None of this reflects well on the supposed hero of this show. In Flashpoint, Our Barry spends three months having breakfast with his mother and stalking Flashpoint Iris at the coffee shop. He doesn’t look up his friends to find out whether they’re okay after he rewrote their whole lives ab initio and without permission.
He doesn’t even seem curious as to what’s happened to them: and even when he finds out, he never looks into how it happened. He never tries to figure out what action has brought about this reaction; what cause has created this effect.
But then, Our Barry Allen isn’t actually the real Barry Allen, is he? The whole Flash timeline isn’t the real timeline. Everything we’ve seen, from the opening narration of the very first episode, is an alternate timeline: it’s what happened after the Reverse Flash of the 22nd Century travelled back in time to 2024 to kill the Flash, and both men then travelled back in time to the year 2000, and Henry and Nora Allen’s house.

+-------+

Task to complete: Pick up the passage on Barry Allen after its final sentence and keep writing it. The listing after this point is separate material, unrelated to the passage on Barry Allen.

Data lines:
+-------+

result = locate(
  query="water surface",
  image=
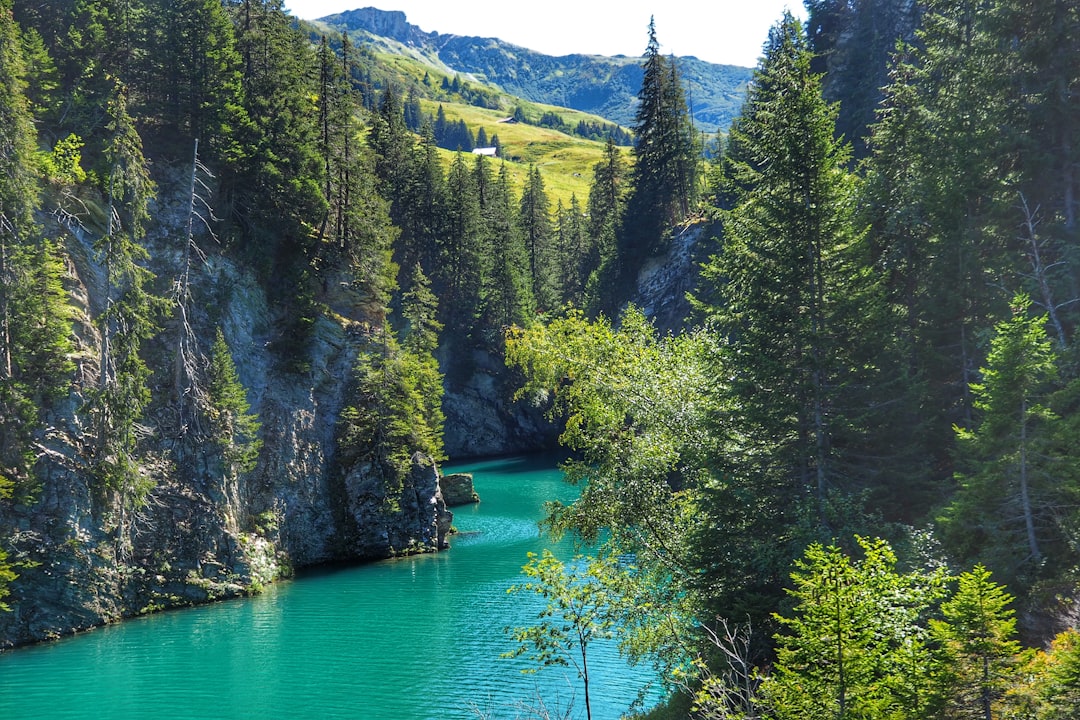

+-------+

Final result:
Nora Allen, Harrison Wells and his wife weren’t supposed to die in the year 2000. Henry Allen wasn’t supposed to be put in prison. Barry Allen wasn’t supposed to become the Flash until 2020, when the real Wells activated the particle accelerator he built without 22nd century knowledge.
We’re told that Flashpoint is a mirage, a fantasy, a timeline that shouldn’t have been; but so is the so-called ‘original’ timeline we’ve been following from the very beginning. Who knows what the other knock on effects have been? Not us... because, despite all protestations to the contrary, cause and effect isn’t something that this show is interested in.